→ **DIRECTIVE**: Find each line below that contains the word "hair" and copy it out in full.
++++++++++
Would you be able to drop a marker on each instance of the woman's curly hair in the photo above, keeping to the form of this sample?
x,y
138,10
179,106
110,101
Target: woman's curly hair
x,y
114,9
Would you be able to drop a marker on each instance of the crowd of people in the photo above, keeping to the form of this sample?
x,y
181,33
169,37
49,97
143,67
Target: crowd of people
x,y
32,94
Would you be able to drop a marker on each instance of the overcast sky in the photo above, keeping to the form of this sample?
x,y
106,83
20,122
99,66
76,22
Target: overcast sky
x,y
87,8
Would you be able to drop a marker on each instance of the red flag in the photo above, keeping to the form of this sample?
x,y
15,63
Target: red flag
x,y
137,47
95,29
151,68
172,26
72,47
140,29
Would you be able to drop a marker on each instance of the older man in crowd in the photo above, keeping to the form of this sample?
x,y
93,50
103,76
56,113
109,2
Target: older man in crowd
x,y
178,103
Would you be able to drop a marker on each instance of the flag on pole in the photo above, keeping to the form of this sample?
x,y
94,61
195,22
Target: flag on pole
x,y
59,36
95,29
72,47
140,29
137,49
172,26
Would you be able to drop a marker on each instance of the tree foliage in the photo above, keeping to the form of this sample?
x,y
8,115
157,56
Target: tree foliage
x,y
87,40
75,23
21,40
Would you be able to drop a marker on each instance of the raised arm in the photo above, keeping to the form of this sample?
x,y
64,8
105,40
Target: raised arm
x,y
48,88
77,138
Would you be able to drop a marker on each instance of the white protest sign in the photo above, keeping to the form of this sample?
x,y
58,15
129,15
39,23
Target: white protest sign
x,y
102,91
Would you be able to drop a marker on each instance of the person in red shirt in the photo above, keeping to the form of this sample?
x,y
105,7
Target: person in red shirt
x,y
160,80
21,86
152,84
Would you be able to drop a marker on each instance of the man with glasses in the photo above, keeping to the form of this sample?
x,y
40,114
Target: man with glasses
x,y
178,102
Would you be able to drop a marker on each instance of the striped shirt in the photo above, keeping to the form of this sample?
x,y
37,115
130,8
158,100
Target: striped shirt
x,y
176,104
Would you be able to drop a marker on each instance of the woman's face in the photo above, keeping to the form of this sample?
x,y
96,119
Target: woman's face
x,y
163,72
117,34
++++++++++
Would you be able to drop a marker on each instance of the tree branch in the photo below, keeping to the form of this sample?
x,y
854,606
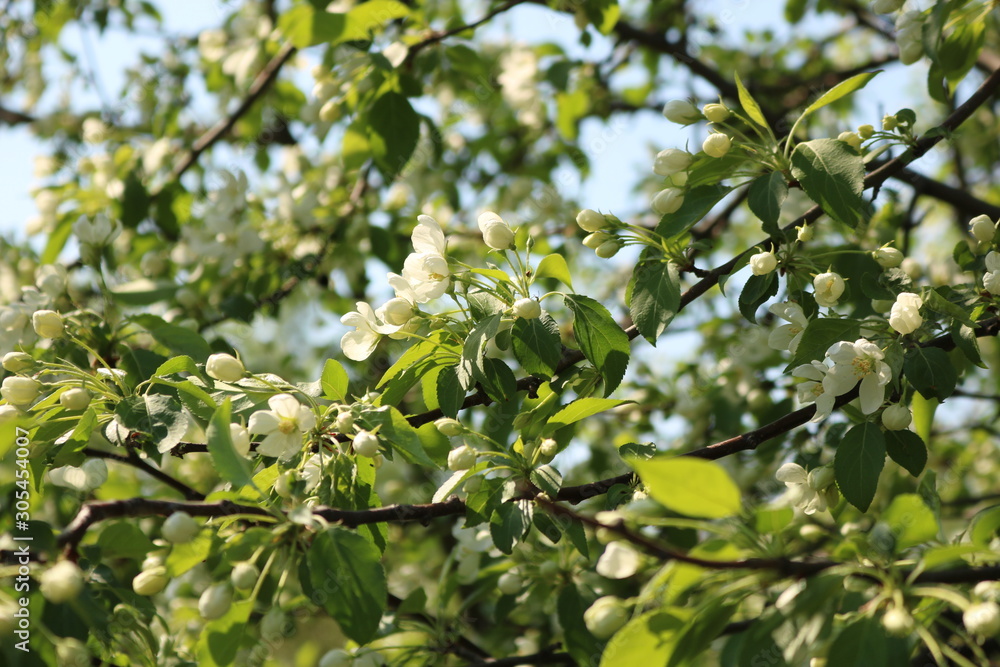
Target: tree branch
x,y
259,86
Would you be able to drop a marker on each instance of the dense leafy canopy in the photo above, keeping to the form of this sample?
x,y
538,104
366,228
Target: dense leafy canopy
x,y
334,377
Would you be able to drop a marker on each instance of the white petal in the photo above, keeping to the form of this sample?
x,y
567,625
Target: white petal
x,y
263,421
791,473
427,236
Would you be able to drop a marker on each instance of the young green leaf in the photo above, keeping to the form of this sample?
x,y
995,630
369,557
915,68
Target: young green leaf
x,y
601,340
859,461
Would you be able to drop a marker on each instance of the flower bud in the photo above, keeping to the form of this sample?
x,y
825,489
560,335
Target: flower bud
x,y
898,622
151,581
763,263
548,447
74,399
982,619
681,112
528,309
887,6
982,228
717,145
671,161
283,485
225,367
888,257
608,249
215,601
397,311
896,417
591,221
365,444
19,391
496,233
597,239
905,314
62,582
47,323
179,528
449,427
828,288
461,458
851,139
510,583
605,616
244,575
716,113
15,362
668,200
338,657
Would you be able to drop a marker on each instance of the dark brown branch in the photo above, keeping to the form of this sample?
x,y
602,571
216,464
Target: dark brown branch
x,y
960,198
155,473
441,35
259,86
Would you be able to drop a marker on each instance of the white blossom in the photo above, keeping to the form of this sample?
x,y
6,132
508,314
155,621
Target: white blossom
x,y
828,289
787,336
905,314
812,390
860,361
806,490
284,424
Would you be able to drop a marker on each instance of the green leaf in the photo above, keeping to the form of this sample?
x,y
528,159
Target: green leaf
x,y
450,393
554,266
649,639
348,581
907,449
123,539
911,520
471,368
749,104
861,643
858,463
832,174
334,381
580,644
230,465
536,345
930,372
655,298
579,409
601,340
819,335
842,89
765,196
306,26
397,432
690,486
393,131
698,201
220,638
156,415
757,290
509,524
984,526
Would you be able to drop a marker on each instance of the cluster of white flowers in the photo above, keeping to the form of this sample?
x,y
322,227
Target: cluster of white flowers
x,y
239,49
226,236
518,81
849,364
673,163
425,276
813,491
++++++++++
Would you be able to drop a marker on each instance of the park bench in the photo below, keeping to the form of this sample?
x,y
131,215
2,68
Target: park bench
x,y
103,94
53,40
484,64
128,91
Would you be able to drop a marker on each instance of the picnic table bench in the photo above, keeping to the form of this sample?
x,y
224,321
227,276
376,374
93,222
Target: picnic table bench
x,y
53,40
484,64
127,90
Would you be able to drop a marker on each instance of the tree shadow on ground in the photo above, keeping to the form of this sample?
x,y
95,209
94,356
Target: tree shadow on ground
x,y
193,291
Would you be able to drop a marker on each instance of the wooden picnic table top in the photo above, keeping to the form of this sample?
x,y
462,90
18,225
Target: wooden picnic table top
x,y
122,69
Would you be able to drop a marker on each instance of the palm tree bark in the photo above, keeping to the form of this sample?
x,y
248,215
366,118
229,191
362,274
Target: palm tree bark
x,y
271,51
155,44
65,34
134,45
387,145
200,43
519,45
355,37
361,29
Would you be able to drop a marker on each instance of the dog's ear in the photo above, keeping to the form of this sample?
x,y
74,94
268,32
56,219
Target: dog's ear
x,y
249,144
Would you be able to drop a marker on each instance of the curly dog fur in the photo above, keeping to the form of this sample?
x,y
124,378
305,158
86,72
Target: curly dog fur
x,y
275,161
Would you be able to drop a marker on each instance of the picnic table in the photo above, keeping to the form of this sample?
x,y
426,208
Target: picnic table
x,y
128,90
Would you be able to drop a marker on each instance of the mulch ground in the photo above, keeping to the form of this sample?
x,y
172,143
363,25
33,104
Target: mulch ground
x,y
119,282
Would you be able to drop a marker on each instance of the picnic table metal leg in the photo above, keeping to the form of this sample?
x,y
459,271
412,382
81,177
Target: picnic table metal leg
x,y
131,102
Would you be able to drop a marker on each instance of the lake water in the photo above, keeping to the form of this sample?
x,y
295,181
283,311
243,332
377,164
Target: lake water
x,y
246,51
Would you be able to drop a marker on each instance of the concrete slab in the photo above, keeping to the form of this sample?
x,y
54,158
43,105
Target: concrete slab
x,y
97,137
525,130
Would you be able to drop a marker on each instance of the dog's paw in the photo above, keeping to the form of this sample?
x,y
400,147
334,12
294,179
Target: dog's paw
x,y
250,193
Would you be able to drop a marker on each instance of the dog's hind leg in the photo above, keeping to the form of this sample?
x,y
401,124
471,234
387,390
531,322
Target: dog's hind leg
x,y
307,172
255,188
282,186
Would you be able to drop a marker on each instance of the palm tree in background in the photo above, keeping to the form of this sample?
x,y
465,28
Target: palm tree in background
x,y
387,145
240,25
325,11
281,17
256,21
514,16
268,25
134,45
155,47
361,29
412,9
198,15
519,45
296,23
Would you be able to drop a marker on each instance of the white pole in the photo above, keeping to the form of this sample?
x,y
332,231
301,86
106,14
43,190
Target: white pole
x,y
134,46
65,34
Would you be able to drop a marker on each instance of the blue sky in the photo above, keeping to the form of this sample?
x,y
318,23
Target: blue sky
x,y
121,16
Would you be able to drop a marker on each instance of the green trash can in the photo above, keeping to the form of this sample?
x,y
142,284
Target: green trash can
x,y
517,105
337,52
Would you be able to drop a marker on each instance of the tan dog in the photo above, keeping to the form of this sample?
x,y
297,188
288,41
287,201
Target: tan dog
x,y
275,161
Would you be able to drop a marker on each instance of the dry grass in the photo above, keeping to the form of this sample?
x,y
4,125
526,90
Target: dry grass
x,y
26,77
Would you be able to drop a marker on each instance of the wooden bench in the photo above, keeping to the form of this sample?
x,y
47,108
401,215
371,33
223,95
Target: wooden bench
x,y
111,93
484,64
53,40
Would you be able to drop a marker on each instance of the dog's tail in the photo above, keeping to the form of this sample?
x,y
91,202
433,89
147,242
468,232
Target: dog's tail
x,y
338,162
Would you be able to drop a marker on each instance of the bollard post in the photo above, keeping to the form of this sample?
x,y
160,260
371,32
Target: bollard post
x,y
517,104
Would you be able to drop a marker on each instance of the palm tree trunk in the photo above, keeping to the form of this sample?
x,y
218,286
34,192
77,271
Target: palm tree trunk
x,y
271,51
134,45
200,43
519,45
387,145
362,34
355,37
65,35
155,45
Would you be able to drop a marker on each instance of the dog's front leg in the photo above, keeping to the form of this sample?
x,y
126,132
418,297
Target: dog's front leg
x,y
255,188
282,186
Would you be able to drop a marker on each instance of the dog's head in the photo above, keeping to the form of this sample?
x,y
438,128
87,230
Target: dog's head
++++++++++
→ **EXERCISE RESPONSE**:
Would you be able to drop a marker on each instance of the woman's curly hair in the photo above, keeping to the form of this sample?
Target: woman's curly hair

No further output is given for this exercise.